--- begin ---

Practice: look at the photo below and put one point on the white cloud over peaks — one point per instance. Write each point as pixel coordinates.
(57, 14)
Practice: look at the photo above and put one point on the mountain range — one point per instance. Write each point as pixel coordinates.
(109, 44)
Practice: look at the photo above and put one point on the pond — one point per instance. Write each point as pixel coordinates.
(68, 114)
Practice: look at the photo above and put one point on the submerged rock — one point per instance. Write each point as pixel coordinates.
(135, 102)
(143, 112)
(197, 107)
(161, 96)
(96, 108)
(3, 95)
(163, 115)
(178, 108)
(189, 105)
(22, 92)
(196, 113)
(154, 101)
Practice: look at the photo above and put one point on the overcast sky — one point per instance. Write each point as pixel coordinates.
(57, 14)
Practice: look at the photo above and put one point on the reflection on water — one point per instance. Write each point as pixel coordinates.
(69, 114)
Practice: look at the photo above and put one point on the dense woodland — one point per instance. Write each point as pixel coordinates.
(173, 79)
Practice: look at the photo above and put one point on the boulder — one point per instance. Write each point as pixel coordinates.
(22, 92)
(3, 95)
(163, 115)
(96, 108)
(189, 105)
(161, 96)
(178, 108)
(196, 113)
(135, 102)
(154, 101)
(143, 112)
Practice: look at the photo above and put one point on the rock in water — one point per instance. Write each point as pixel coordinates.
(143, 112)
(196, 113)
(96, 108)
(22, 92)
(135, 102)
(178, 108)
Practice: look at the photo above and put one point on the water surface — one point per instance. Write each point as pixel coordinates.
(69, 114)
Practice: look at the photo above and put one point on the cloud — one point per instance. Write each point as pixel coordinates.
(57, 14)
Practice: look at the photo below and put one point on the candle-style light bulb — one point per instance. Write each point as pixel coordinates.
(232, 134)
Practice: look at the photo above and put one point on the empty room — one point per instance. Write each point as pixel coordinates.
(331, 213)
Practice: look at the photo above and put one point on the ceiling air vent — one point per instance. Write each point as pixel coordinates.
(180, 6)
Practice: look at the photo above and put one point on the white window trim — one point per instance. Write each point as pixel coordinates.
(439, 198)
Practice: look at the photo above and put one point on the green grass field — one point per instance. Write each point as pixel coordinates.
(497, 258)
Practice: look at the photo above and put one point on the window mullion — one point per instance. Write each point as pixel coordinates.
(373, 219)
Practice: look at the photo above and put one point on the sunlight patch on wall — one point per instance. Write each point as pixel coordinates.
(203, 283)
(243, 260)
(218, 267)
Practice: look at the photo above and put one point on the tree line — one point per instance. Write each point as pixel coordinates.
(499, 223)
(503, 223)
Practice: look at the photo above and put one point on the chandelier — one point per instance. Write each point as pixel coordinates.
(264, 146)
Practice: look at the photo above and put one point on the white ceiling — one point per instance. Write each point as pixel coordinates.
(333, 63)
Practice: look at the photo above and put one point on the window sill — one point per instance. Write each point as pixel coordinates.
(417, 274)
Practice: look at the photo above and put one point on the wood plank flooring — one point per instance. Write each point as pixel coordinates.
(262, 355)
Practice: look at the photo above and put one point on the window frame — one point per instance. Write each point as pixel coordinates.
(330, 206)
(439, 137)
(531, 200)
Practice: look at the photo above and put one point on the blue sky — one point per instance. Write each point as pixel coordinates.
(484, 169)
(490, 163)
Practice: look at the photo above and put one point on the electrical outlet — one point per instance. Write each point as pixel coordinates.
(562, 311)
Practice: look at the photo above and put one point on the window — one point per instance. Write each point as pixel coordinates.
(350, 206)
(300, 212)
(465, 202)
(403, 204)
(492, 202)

--- end ---

Exercise task: Copy all of the data above word for word.

The response:
Practice: look at the photo below and put one point on the white cloud over peaks — one point per instance. Write each point as pixel coordinates.
(57, 14)
Practice: look at the photo above and put one point on the mountain range — one point per instance. Write each point as pixel coordinates.
(109, 44)
Practice: look at the photo above and put one point on the pond — one point per instance. Write each point as pixel coordinates.
(68, 114)
Practice: look at the photo above and put one point on the submerged rock — one point per instance. Write each point as pixel coordinates.
(135, 102)
(143, 112)
(197, 107)
(161, 96)
(96, 108)
(3, 95)
(163, 115)
(178, 108)
(189, 105)
(22, 92)
(196, 113)
(154, 101)
Practice: look at the photo above and put one point on the overcast sky — one point per instance. Write each point as pixel coordinates.
(57, 14)
Practice: look at the photo above and put one point on the reflection on water — one point per instance. Write each point as pixel coordinates.
(69, 114)
Practice: look at the photo above and put one point on the dense woodland — one point per instance. Write each point as pixel coordinates.
(173, 79)
Practice: look at the photo above and put one point on the boulder — one point per instance. Write each point as pixel coordinates.
(22, 92)
(3, 95)
(163, 115)
(96, 108)
(189, 105)
(161, 96)
(178, 108)
(196, 113)
(135, 102)
(154, 101)
(143, 112)
Practice: look at the photo above and put one point on the rock in water — one point per instance. Write each point as pixel coordinates.
(143, 112)
(196, 113)
(96, 108)
(22, 92)
(135, 102)
(178, 108)
Practice: look at the photo above and put one point on the water surface — one point per instance. Write each point as pixel coordinates.
(69, 114)
Practice: look at the photo above and put one point on the cloud — one point per instance. Write each point as pixel coordinates.
(57, 14)
Practice: look at the photo below and put one point on the candle-style light bulb — one point per instance. Write each point as pixel coordinates.
(232, 134)
Practice: look at the photo above and put one point on the empty room — one point per instance. Write each point as pixel coordinates.
(331, 213)
Practice: look at the photo above and put one point on the ceiling air vent — one point per instance. Write each point as pixel coordinates.
(180, 6)
Practice: look at the photo above and put one point on the white window trim — one point per instance. Write each point as pixel coordinates.
(439, 198)
Practice: look at the photo above and put one point on the green grass field — one point per instance. Write each point as pixel coordinates.
(497, 258)
Practice: look at the photo above and put one point on the window mullion — one point per instance. Write each point as pixel coordinates.
(373, 219)
Practice: look at the photo above and put one point on the sunlight patch on wall — one point per instance. Write each point as pixel coordinates.
(203, 283)
(243, 260)
(218, 267)
Practice: look at the photo above and put one point on the tree line — one point per instance. Write each point as pixel coordinates.
(499, 223)
(503, 223)
Practice: look at the photo above and put one point on the chandelier — one point per instance. Write each point as pixel coordinates.
(264, 146)
Practice: look at the photo above and put one point on the white ceiling — one point per instance. Write each point as pixel coordinates.
(333, 63)
Practice: look at the photo above and put one point on the window sill — one point per instance. Write each point as pixel coordinates.
(417, 274)
Practice: look at the photo above and put one point on the wood plank flooring — one point per instance. Write each point as pixel coordinates.
(262, 355)
Practice: look at the photo above and put one point on the window frame — one point per instance. Write each point as pixel coordinates.
(330, 206)
(439, 137)
(531, 200)
Practice: look at the photo above and put one point on the blue sky — one point per instance. Write each point as pixel coordinates.
(484, 169)
(490, 163)
Practice: look at the photo above and put one point on the electrical outlet — one point per instance. Write each point as pixel coordinates.
(562, 311)
Practice: look at the photo above and put one point on the window — one point per instance. Write each point as pixel coordinates.
(350, 206)
(300, 212)
(465, 202)
(403, 204)
(492, 202)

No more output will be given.